Your task is to output the data exactly as it stands.

☆ ☆ ☆

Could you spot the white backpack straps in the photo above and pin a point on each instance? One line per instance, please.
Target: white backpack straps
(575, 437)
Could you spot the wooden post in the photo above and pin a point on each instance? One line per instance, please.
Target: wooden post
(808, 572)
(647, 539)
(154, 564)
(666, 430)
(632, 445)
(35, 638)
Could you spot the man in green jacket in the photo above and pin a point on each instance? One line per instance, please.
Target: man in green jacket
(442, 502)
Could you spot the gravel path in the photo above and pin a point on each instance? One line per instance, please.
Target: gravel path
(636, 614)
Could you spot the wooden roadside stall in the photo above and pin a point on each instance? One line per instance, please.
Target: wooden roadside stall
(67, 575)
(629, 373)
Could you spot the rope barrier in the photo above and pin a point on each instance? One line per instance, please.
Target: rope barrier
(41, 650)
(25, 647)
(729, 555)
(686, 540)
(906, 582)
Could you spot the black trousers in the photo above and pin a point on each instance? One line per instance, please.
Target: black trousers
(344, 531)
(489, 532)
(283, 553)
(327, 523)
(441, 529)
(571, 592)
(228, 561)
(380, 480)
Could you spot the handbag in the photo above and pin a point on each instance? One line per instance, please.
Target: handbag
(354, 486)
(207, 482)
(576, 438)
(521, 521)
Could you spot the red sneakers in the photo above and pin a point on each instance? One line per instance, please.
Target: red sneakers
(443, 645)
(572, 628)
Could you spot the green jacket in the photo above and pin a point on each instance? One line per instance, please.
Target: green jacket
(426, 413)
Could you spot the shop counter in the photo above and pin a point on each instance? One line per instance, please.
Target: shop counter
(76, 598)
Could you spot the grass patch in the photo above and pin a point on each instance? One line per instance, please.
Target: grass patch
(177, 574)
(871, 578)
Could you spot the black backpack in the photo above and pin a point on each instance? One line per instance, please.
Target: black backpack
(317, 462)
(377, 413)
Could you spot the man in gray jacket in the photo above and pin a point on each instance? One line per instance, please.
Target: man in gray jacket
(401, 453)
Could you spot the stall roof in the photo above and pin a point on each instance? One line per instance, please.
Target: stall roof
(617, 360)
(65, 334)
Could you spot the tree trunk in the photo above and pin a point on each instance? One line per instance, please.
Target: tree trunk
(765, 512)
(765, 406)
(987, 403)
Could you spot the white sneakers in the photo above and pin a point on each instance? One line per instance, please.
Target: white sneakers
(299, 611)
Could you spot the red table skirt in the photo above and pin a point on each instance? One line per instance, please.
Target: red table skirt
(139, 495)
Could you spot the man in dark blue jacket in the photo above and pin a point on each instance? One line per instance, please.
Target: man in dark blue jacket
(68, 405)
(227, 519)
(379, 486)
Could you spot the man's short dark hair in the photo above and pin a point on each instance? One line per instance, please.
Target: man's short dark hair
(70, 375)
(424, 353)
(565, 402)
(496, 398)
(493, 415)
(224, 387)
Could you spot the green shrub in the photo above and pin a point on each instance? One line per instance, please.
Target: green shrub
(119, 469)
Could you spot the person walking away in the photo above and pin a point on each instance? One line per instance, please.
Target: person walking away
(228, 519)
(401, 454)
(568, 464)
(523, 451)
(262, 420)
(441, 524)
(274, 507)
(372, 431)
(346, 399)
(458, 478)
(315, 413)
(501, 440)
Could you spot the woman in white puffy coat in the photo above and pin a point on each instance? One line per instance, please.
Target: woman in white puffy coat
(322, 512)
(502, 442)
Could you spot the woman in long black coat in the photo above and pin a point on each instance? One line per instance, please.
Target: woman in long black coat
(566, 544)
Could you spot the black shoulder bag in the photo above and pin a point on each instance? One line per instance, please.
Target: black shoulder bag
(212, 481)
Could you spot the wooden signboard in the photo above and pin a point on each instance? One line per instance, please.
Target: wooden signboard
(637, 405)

☆ ☆ ☆

(Exercise output)
Could you spot the white backpack straps in the photo above and pin a point on each instance? One line per instance, please.
Target: white backpack straps
(575, 437)
Could you spot the wooden post in the photo above and pin a point on each instance? One line per instance, please.
Target: wooden post
(808, 572)
(647, 539)
(154, 564)
(666, 430)
(632, 445)
(35, 638)
Could you spot the man in green jacket in the photo above and pin a point on each instance? One line per instance, please.
Target: man in green jacket
(442, 502)
Could you spot the gravel path in the photo above and pin a point on each instance? One line per instance, please.
Target: gravel path
(636, 614)
Could you spot the wooden roadside stall in the photo above and pin a point on each instance? One line per instance, please.
Target: wooden roadside stall
(67, 575)
(629, 373)
Could you spot the rope barrier in the photo above and pin a point on each instance? One line per instance, please.
Target: rope barrier
(41, 650)
(25, 647)
(729, 555)
(686, 540)
(906, 582)
Could you spot the black trousers in the photo above and pin a point on each instance? One line per instance, please.
Target: black trousers
(344, 531)
(489, 532)
(283, 553)
(327, 523)
(441, 529)
(571, 592)
(228, 561)
(380, 480)
Could you spot the handbag in the photo above and pin a point on each instance? One line per instance, please.
Target: handbag
(354, 486)
(207, 482)
(576, 438)
(521, 521)
Could you spot the red sneakers in the photo above and pin a point on each instance? One line per instance, please.
Target: red sneakers
(443, 645)
(572, 628)
Could you spot the green jacket in the photo above and pin a point on each instance? One line per instance, please.
Target: green jacket
(426, 413)
Could you spot the shop counter in the photo above and pin a point on each instance? One line per instance, please.
Target: shop counter
(76, 598)
Could you spot the grass patch in the photo above and pin a point on each instance? One line per instance, please.
Target: grass patch
(177, 574)
(871, 578)
Could you spot the black backpack in the photo above and pin a point on each instance? One line per instance, please.
Target: black backpack
(317, 462)
(377, 413)
Could you spot the man in gray jacket in the photo above and pin a point on each instance? One line per instance, please.
Target: man in gray jacket
(401, 453)
Could you spot the stall roof in the photo above and pin a point on each instance? One line per instance, please.
Target: stall roof
(617, 360)
(65, 334)
Could you spot the tree trunk in the photo above and pin a point on each instance? One line per instance, please.
Target: tree trunk
(765, 512)
(765, 406)
(987, 403)
Could you spot the white sneakers in the photo above and pin a point on each instance? One line per instance, please.
Target: white sneakers
(299, 611)
Could you spot the red table skirt in the photo above and pin a point on each instance? One line per instance, please.
Target: red table skirt
(139, 495)
Could you spot the man in dark blue jacket in the photo above and pin a point on each instance? One line per instance, please.
Target: man in dark blue jacket
(68, 405)
(227, 519)
(379, 486)
Could you spot the man's short dark hair in the photo above and pin a point on each instance? One line per instance, please.
Target: man's short dark hair
(70, 375)
(424, 353)
(565, 402)
(496, 398)
(493, 415)
(224, 387)
Could you spot the green shrub in the photo above and pin a point on each instance? One line per instance, please.
Target: green shrub
(119, 469)
Could you spot the person walking away in the photo above and pin a point on each instance? One line per instance, please.
Target: person walking away
(228, 519)
(401, 454)
(568, 464)
(523, 451)
(262, 420)
(441, 524)
(274, 507)
(372, 431)
(346, 399)
(458, 478)
(315, 413)
(501, 440)
Could you spot the woman in white puffy coat in the photo above and pin a point on each instance? One line per instance, please.
Target: woman in white puffy coat
(322, 512)
(502, 442)
Could you spot the woman in long black coat in the photo above and pin a point on each instance? One line per instance, please.
Target: woman in long black coat
(566, 544)
Could you spot the black shoulder bag in the photo above and pin a point on each instance? One line per instance, please.
Target: black shoulder bag
(212, 481)
Could you spot the wooden signboard in the photo above and pin a point on each instance? One line per instance, please.
Target: wooden signboard
(637, 405)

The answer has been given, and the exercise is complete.